- INPUT RECORDS
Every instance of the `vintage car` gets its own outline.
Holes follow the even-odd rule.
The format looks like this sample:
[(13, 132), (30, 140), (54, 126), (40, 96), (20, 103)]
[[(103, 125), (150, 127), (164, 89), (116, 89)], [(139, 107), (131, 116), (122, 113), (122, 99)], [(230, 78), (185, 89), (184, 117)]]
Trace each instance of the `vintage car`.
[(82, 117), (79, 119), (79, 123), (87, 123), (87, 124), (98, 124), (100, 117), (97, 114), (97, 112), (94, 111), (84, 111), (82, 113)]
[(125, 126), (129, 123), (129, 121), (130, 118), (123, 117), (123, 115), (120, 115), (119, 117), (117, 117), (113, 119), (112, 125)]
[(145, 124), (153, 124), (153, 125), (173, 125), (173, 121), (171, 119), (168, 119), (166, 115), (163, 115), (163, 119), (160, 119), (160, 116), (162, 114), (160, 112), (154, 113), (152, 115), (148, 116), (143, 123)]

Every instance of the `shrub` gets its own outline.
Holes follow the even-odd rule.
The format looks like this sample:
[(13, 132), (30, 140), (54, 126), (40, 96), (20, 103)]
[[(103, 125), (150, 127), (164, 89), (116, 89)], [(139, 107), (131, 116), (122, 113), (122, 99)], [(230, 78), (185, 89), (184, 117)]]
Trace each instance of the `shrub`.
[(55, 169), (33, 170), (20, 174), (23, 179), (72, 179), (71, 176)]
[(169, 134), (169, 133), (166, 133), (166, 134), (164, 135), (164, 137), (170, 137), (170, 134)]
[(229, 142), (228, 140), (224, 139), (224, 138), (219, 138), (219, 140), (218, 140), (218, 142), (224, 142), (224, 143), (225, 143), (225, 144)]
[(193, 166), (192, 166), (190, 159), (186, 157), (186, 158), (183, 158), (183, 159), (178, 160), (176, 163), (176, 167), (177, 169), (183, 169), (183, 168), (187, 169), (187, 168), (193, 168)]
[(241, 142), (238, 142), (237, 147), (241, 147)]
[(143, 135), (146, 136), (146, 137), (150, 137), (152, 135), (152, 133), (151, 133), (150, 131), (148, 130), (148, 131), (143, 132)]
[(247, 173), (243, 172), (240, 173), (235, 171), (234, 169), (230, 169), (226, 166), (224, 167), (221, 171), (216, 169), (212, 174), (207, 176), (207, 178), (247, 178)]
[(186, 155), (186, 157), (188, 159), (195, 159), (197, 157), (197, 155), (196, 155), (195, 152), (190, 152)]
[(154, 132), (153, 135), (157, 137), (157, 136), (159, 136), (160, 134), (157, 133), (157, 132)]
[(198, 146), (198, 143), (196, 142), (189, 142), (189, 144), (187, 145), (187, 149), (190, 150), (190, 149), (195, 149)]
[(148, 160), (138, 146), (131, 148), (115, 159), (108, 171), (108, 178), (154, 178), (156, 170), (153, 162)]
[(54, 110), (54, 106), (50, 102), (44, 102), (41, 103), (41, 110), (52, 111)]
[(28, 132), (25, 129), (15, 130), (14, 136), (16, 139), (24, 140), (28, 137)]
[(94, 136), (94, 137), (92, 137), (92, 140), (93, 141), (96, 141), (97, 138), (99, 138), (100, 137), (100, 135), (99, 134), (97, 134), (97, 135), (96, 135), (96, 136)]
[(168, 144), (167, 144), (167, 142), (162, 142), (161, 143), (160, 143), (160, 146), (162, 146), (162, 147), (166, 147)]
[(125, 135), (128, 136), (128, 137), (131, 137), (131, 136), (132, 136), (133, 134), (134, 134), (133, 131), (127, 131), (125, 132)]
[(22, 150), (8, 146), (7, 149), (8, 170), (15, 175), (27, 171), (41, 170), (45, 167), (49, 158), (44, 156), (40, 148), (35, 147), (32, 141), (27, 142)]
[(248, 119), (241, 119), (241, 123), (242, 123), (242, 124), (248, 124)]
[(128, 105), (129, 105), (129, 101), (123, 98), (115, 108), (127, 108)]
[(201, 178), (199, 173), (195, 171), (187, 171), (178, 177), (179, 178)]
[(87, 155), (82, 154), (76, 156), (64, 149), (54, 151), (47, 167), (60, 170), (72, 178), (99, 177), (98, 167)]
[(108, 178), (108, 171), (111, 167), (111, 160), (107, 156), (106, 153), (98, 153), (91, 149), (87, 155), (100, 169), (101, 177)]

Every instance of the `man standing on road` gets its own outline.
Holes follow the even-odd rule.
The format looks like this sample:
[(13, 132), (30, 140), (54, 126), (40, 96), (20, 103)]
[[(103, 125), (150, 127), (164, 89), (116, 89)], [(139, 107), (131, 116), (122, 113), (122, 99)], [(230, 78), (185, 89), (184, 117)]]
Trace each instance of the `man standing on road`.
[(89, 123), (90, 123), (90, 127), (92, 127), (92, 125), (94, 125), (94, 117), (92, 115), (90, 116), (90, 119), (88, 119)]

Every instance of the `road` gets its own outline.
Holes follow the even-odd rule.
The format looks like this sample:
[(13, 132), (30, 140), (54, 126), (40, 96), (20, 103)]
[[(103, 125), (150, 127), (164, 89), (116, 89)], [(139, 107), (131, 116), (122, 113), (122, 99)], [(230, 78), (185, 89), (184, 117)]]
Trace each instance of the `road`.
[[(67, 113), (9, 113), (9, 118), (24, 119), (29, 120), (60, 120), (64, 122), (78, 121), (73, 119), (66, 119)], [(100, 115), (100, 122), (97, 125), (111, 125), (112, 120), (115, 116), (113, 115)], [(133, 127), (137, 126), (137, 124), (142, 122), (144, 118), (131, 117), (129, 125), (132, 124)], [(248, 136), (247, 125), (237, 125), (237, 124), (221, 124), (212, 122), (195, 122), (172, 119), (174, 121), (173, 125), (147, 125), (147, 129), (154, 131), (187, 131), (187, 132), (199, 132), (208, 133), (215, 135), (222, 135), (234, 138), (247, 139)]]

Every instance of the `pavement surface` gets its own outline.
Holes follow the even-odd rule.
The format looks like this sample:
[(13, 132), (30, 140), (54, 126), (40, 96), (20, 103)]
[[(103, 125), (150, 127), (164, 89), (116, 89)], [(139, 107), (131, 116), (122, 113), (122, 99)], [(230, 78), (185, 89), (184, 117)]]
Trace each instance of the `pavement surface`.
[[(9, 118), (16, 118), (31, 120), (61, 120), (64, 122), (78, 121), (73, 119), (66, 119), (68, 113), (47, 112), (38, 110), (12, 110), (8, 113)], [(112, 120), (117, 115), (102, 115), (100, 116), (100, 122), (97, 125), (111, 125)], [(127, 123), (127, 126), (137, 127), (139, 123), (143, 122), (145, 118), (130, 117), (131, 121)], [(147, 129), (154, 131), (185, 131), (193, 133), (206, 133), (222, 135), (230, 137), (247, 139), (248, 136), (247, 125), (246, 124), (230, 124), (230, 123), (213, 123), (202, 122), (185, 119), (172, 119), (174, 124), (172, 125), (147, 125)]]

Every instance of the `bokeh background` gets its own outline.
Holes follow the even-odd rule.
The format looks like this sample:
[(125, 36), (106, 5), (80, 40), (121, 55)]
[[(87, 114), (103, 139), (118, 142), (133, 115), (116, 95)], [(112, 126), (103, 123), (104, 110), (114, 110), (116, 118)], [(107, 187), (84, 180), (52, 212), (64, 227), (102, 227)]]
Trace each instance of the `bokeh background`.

- OBJECTIVE
Find every line in the items above that contains the word "each", with case counting, and copy those lines out in full.

- TASK OUTPUT
Trace each instance of the `vintage car`.
Trace each instance of the `shrub`.
Trace each instance of the `man standing on road`.
Trace each instance of the `road`.
Trace each instance of the `pavement surface`.
Trace each instance of the `bokeh background`.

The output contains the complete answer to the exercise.